Reproduce the entries below character for character.

=-=-=

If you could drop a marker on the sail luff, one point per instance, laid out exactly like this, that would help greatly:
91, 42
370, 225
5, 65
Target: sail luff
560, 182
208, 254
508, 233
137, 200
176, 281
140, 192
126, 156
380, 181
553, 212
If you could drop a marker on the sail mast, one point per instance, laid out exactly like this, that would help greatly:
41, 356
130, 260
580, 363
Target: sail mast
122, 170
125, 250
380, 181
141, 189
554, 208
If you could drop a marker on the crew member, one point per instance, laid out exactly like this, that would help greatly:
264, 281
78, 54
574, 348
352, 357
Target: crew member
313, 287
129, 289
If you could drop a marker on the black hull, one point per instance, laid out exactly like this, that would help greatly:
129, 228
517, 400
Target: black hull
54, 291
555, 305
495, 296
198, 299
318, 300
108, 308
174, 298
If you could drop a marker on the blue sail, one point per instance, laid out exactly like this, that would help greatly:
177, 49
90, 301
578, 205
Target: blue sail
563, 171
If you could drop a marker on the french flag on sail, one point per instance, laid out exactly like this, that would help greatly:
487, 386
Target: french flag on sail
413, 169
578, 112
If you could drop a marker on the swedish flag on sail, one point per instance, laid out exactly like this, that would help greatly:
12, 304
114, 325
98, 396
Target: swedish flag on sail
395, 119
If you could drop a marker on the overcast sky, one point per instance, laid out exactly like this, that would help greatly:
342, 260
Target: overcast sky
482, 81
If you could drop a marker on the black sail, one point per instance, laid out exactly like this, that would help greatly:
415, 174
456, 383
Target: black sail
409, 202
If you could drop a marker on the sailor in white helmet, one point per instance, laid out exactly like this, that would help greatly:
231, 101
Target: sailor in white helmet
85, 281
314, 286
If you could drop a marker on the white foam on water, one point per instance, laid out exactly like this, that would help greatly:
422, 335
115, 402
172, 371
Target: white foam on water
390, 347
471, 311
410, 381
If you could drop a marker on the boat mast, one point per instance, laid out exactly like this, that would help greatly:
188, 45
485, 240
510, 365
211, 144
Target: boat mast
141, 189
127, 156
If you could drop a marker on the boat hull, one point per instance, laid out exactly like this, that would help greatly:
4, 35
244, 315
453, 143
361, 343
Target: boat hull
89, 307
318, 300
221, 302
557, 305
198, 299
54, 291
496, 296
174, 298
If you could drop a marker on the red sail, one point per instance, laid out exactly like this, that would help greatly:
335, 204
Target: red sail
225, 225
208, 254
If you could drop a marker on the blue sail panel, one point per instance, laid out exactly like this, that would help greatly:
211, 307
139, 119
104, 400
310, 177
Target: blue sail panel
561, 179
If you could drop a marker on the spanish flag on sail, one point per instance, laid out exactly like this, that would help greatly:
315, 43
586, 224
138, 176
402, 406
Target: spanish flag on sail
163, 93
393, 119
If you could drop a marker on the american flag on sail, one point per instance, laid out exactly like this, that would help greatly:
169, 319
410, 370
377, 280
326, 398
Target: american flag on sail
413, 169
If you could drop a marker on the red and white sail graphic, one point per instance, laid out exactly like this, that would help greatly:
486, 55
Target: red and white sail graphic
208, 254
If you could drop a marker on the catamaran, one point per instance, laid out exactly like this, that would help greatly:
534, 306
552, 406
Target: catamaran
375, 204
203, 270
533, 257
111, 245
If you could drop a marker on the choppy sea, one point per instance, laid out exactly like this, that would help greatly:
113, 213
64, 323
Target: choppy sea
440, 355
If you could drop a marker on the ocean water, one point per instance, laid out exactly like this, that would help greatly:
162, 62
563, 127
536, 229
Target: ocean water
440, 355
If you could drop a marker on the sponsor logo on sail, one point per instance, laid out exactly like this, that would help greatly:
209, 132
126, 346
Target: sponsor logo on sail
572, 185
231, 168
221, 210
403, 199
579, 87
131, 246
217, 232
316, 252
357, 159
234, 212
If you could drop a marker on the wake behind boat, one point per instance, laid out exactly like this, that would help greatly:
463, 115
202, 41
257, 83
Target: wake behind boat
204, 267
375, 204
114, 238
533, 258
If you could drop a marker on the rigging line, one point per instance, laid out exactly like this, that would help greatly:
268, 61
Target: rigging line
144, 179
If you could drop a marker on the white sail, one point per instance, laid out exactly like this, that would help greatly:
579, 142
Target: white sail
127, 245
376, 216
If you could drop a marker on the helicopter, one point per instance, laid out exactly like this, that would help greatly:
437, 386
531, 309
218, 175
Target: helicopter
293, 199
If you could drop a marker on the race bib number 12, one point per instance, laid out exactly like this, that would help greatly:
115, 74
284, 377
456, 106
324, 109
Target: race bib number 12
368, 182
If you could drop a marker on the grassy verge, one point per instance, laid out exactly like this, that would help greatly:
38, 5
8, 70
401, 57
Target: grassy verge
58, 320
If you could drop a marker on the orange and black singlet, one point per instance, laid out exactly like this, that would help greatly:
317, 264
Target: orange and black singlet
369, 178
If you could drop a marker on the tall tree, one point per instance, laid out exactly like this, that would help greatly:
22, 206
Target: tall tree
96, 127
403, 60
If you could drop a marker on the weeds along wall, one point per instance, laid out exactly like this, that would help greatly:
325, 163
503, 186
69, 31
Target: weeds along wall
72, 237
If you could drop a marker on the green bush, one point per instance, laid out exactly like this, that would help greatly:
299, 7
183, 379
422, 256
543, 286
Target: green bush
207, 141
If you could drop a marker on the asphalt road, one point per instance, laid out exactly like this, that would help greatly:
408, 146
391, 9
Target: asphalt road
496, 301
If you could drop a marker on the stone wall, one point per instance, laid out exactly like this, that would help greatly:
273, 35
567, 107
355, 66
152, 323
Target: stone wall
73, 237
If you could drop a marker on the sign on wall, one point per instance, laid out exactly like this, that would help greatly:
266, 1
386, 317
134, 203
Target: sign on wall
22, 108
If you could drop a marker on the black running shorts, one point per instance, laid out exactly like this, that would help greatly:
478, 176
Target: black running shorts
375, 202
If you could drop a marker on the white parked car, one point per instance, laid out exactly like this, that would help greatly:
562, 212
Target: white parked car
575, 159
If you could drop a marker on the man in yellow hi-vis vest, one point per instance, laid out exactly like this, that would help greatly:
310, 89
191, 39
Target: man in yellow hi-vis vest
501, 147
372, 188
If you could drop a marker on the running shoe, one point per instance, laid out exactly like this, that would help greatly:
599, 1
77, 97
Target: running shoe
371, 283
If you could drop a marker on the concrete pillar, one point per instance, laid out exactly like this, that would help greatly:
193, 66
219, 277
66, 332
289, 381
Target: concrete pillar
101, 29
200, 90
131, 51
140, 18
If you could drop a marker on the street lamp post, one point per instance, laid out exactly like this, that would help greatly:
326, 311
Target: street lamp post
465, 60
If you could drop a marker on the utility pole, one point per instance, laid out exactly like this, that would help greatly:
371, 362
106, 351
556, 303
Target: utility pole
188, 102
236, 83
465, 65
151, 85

=-=-=

• _Task output_
If you could drop a marker on the sail luff, one point per instance, laid out exactly like this, that would help greatly:
91, 42
370, 225
5, 65
Target: sail luff
560, 182
208, 254
508, 233
137, 200
176, 281
140, 192
126, 156
380, 181
553, 212
If you could drop a marker on the sail mast, one point per instance, laid out exactly like this, that would help greatly:
41, 356
130, 260
580, 363
Target: sail mast
122, 170
125, 250
380, 181
141, 189
554, 208
If you could drop a marker on the crew member, one point per instance, laid out exactly like this, that would help greatly:
264, 281
78, 54
574, 348
352, 357
Target: crew member
313, 287
129, 289
If you could drop a marker on the black hull, one point per instance, laid out exactly like this, that would help greatly:
129, 228
517, 400
Target: black hull
54, 291
555, 305
495, 296
198, 299
318, 300
108, 308
174, 298
If you could drop a marker on the blue sail, one point per instance, laid out exactly like this, that would help greatly:
177, 49
90, 301
578, 205
Target: blue sail
563, 171
If you could drop a marker on the french flag on sail, one point per instance, laid out exactly like this, that would help greatly:
487, 386
Target: french flag on sail
413, 169
578, 112
If you could drop a marker on the swedish flag on sail, one point per instance, laid out exactly like this, that would help greatly:
12, 304
114, 325
98, 396
Target: swedish flag on sail
395, 119
If you could drop a marker on the overcast sky, one point per instance, laid out exactly like this, that would help greatly:
342, 260
Target: overcast sky
482, 81
If you could drop a marker on the black sail, one point per instance, laid out exactly like this, that would help greatly:
415, 174
456, 383
Target: black sail
409, 202
If you could drop a marker on the sailor in white helmet, one point per instance, laid out exactly like this, that would help greatly:
231, 101
Target: sailor in white helmet
85, 281
314, 286
If you could drop a marker on the white foam on water, one point per instance, laid out exactly like this, that would help greatly:
422, 335
115, 402
172, 371
Target: white foam on water
390, 347
471, 311
410, 381
If you could drop a marker on the boat mast, one point per instance, laid out exactly like this, that would help greatly:
188, 45
485, 240
510, 365
211, 144
Target: boat mast
141, 189
127, 156
If you could drop a marker on the boat hull, one point per instance, laid out exactly like this, that would help greatly:
4, 35
244, 315
453, 143
361, 343
Target: boat hull
89, 307
318, 300
221, 302
557, 305
198, 299
54, 291
496, 296
174, 298
If you could drop a marker on the red sail, one point per instance, laid out exactly like this, that would help greatly:
335, 204
Target: red sail
225, 225
208, 254
If you could drop a marker on the blue sail panel, one point per instance, laid out exactly like this, that would help greatly:
211, 307
139, 119
104, 400
310, 177
Target: blue sail panel
561, 179
If you could drop a marker on the spanish flag on sail, one point per instance, laid out exactly like this, that would help greatly:
315, 43
586, 224
138, 176
402, 406
Target: spanish flag on sail
163, 93
393, 119
If you could drop a marker on the american flag on sail, one point per instance, laid out exactly like this, that would help greatly:
169, 319
410, 370
377, 280
326, 398
Target: american flag on sail
413, 169
If you could drop a marker on the red and white sail graphic, one point per instance, laid out exactly like this, that would help greatly:
486, 55
Target: red and white sail graphic
208, 254
If you could drop a marker on the catamaran, one point per instance, laid out exactly like this, that would help greatly:
534, 306
552, 406
Target: catamaran
375, 204
203, 270
533, 257
111, 245
If you could drop a marker on the choppy sea, one point per instance, laid out exactly like this, that would help greatly:
113, 213
64, 323
Target: choppy sea
440, 355
If you could drop a marker on the ocean water, one point per instance, laid out exactly like this, that would help greatly:
162, 62
563, 127
536, 229
Target: ocean water
440, 355
If you could drop a marker on the sponsor logo on sail, one point per instance, laid out exactly like this, that would help greatly:
209, 132
126, 346
Target: sponsor logo on sail
572, 185
231, 168
221, 210
403, 199
579, 87
131, 246
217, 232
316, 252
357, 159
234, 212
If you could drop a marker on the wake behind boat, one point per instance, laid out exactly like this, that would help greatly:
463, 115
202, 41
257, 83
Target: wake behind boat
204, 267
375, 204
114, 238
533, 258
If you could drop a marker on the rigging line, one point per instance, laid out exactly like this, that would help greatly:
268, 61
Target: rigging line
144, 179
If you could drop a marker on the white sail, one point per instance, laid out exactly like this, that would help greatly:
579, 142
Target: white sail
127, 245
376, 216
If you could drop a marker on the helicopter, one point per instance, laid out exactly like this, that would help greatly:
437, 386
531, 309
218, 175
Target: helicopter
293, 199
If you could drop a marker on the race bib number 12, one point per instance, laid out exactly like this, that would help greatly:
115, 74
284, 377
456, 106
324, 109
Target: race bib number 12
368, 182
If you could drop a marker on the grassy verge, one point per instance, laid out exactly like this, that would help greatly:
38, 5
8, 70
401, 57
Target: grassy verge
58, 320
If you could drop a marker on the orange and black singlet, one point per instance, laid out exactly like this, that would help greatly:
317, 264
Target: orange and black singlet
369, 178
If you could drop a marker on the tall tree, one point per instance, laid out exactly like this, that would help greatly:
22, 206
Target: tall tree
96, 127
403, 60
If you could drop a marker on the weeds along wall, one point per instance, laid out exactly like this, that would help greatly:
325, 163
503, 186
69, 31
Target: weeds along wall
72, 237
If you could drop a marker on the green bush, one point per instance, laid out exactly like this, that would help greatly:
299, 7
183, 379
422, 256
543, 286
Target: green bush
207, 141
If you could drop a marker on the asphalt road, one point per instance, laid out exactly like this, that would help greatly:
408, 146
391, 9
Target: asphalt road
496, 301
If you could drop a marker on the stone wall, one point per instance, laid out exactly like this, that would help greatly:
273, 35
567, 107
355, 66
152, 323
Target: stone wall
73, 237
If you could drop a marker on the sign on wall, one point per instance, laid out exactly like this, that would help greatly:
266, 1
386, 317
134, 203
Target: sign on wall
22, 108
If you could drop a marker on the black running shorts, one point per instance, laid out exactly like this, that would help greatly:
478, 176
Target: black running shorts
375, 202
If you could drop a marker on the white parked car, one point per instance, laid out exactly like this, that would help greatly:
562, 212
Target: white parked car
575, 159
If you could drop a marker on the man in yellow hi-vis vest, one point per instance, laid out exactly like this, that would help greatly:
310, 89
191, 39
Target: man in yellow hi-vis vest
501, 147
372, 188
If you could drop a marker on the running shoe, one point per instance, laid out exactly like this, that would help greatly:
599, 1
77, 97
Target: running shoe
371, 283
If you could drop a marker on the concrete pillar, one point per instance, laid out exactly like this, that would help greatly:
193, 66
219, 277
66, 332
289, 381
Target: concrete pillar
101, 29
200, 90
131, 51
140, 18
If you could drop a marker on the street lamp post, one point per instance, laid out exactly like this, that would help greatly:
326, 311
Target: street lamp post
465, 60
If you could drop a marker on the utility pole, one point per instance, laid out exactly like this, that would help greatly:
371, 362
106, 351
556, 303
Target: utility pole
188, 102
236, 83
465, 65
151, 85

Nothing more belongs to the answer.